--- START ---

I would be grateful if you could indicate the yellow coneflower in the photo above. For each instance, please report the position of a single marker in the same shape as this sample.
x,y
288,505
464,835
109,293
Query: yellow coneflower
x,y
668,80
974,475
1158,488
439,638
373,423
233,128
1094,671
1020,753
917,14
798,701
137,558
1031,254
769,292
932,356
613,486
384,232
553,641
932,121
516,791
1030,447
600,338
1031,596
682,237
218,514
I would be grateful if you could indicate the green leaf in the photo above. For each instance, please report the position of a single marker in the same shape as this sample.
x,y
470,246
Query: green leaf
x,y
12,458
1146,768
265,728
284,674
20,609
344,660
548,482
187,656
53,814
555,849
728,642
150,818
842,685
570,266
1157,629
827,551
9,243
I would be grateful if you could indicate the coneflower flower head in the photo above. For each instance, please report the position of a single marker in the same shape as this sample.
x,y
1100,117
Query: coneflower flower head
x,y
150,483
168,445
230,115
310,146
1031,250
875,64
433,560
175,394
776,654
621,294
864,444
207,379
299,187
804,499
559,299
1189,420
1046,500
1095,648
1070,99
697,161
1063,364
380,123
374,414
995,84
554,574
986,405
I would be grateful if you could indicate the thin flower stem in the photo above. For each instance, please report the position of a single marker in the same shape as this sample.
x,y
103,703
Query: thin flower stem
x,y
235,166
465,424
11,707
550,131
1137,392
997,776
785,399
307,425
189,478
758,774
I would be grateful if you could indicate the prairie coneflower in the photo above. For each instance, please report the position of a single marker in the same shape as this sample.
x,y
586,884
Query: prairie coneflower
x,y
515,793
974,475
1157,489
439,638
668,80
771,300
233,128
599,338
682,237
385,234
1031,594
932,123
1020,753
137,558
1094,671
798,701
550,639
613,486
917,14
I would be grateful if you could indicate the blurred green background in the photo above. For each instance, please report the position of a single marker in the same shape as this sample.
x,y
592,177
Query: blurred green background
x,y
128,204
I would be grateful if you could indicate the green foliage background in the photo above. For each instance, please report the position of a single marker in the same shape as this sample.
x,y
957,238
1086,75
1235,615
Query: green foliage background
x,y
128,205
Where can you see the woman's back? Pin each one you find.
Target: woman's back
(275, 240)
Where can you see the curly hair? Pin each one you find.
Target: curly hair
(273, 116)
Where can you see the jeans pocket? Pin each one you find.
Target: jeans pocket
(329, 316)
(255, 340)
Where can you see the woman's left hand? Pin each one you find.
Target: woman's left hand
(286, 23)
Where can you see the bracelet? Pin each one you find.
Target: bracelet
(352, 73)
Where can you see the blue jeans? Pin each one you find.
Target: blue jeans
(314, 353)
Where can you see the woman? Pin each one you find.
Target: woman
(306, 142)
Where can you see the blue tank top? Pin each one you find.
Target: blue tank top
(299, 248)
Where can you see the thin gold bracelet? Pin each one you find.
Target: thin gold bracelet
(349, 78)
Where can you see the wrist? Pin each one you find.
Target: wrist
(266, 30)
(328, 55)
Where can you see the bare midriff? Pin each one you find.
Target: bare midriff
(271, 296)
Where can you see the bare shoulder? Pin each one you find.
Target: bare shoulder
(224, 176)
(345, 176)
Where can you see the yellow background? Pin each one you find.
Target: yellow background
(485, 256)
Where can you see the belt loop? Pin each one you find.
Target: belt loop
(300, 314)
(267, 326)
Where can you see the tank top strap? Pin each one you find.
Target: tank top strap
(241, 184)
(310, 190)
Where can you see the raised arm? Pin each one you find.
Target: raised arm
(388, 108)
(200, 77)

--- END ---

(Required work) Would it be possible to set down the full listing again, character for character?

(Result of this task)
I would be grateful if you could indicate the yellow coneflower in the photo above. For each instance, please report the position of a single marker in the same shape as this sample.
x,y
288,505
464,835
109,293
Query: yellow coneflower
x,y
668,80
974,475
1158,488
439,638
373,423
233,128
1094,671
1020,753
917,14
798,701
137,558
1031,254
769,292
932,356
613,486
384,232
553,641
932,121
516,791
1030,447
600,338
1031,596
682,237
218,514
I would be grateful if you could indicate the green leaf in the photo above. For each instance, please report the position of a single marker in the same shape as this sample.
x,y
470,246
Query: green leaf
x,y
12,458
1146,768
265,728
284,674
20,609
344,660
548,482
187,656
53,814
555,849
728,642
150,818
842,685
570,266
1157,629
827,551
9,243
I would be grateful if you could indicate the coneflower flower head in the photo above. For each instance, please report the position of a single marker in the same shape as this sample.
x,y
1100,117
Query: coneflower flower head
x,y
150,483
168,445
230,115
310,146
1031,250
875,64
433,560
175,394
776,654
621,294
864,444
207,379
299,187
804,499
559,299
1189,420
1046,500
1095,648
1070,99
697,161
1063,364
380,123
374,414
995,84
554,574
986,405
I would be grateful if you could indicate the thin flower stem in the photo above. For each instance, please report the position of a single marker in the same shape as this sample.
x,y
103,703
Query: thin flower stem
x,y
235,166
465,424
11,707
550,131
1137,392
997,776
785,399
307,425
189,478
758,774
I would be grateful if you could indicate the prairie coneflower in the photo above. For each instance, please report the position of a single marker in the same shape as this sample.
x,y
586,884
Query: prairie coneflower
x,y
515,793
974,475
1157,489
439,638
668,80
771,300
233,128
599,338
682,237
385,234
1031,594
932,123
1020,753
137,558
1094,671
798,701
550,639
613,486
917,14
I would be grateful if you could indicate the blurred green background in the photo above. For each instance, please report the position of a single marker in the same shape as this sample.
x,y
592,177
Query: blurred green background
x,y
128,204
I would be grateful if you could indicate the green foliage background in the photo above. For each instance, please report the position of a single marker in the same shape as this sample.
x,y
957,238
1086,75
1235,615
Query: green foliage background
x,y
128,205
Where can you see the woman's back? Pin each one you find.
Target: woman's back
(275, 240)
Where can you see the curly hair? Pin each one you find.
Target: curly hair
(273, 116)
Where can you see the jeans pocket? Pin each one you find.
Target: jeans pocket
(329, 316)
(255, 340)
Where can you see the woman's left hand? Pin each one you find.
Target: woman's left hand
(286, 23)
Where can you see the bracelet? Pin each one you find.
Target: bracelet
(352, 73)
Where can you see the blue jeans? Pin each one you find.
Target: blue jeans
(314, 353)
Where can you see the woman? Pin each one you find.
Target: woman
(306, 142)
Where can you see the blue tank top? Pin each one you find.
Target: blue tank top
(299, 248)
Where can you see the thin gold bracelet? Pin each one you find.
Target: thin gold bracelet
(349, 78)
Where can you see the wrist? Pin each one you find.
Target: wrist
(266, 30)
(328, 55)
Where can you see the bare midriff? Pin each one you find.
Target: bare midriff
(271, 296)
Where can you see the bare shoulder? Pin each one you find.
Target: bare shoulder
(224, 176)
(345, 176)
Where can you see the yellow background? Pin each one you find.
Target: yellow background
(485, 256)
Where can you see the belt loop? Pin each one you find.
Target: belt loop
(300, 314)
(267, 326)
Where can you see the tank top strap? Pin each one you find.
Target: tank top strap
(241, 184)
(310, 190)
Where can you see the raised arm? Pin each one you find.
Target: raised arm
(388, 108)
(200, 77)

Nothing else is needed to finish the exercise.